[Saved data entries]

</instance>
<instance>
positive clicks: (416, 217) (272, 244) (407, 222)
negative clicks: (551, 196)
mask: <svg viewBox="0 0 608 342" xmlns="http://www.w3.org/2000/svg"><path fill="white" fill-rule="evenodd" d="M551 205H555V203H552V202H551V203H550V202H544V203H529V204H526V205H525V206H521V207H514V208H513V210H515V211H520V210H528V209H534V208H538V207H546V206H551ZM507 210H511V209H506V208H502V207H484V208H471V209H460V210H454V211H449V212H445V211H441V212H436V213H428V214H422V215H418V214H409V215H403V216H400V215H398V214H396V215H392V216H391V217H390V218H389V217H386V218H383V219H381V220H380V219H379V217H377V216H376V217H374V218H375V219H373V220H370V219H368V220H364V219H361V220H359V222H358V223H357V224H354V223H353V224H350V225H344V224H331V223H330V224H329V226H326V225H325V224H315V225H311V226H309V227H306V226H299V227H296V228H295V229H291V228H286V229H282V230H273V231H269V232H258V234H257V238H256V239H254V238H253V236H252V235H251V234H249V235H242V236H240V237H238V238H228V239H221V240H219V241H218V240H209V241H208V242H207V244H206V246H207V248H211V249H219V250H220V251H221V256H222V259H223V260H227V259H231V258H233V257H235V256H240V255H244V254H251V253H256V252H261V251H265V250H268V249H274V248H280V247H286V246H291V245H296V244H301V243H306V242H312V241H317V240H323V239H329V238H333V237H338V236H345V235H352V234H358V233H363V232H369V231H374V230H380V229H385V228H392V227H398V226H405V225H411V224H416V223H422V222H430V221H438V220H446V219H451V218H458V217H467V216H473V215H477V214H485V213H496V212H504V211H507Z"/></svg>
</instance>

To-do item – Copy the rows above word for word, from the very start through the line containing "negative clicks: (551, 196)", including that line.

Finished task –
</instance>
<instance>
positive clicks: (416, 217) (272, 244) (407, 222)
negative clicks: (551, 196)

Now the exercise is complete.